→ Record excerpts
※ ※ ※

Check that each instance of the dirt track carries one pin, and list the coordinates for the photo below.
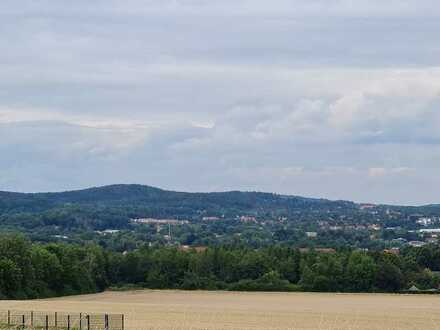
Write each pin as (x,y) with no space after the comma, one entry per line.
(229,310)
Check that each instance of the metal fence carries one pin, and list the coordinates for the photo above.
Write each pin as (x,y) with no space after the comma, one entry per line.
(63,321)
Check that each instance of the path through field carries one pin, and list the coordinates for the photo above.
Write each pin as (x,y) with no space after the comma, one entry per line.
(177,310)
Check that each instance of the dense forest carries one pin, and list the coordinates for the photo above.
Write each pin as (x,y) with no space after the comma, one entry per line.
(31,270)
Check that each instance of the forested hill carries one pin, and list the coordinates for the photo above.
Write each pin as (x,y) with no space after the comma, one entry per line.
(63,214)
(139,196)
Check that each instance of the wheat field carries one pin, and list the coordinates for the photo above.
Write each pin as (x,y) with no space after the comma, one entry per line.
(179,310)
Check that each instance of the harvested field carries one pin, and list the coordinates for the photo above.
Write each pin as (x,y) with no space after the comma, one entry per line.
(230,310)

※ ※ ※

→ Work item
With the line that contains "Check that each instance of the harvested" as your start, reproduce the data above exactly through its last line, and nothing before that start.

→ Task result
Check that each instance of the harvested field carries one pin, and list the coordinates for the photo above.
Write each pin as (x,y) with no space after the comma, one entry per line.
(230,310)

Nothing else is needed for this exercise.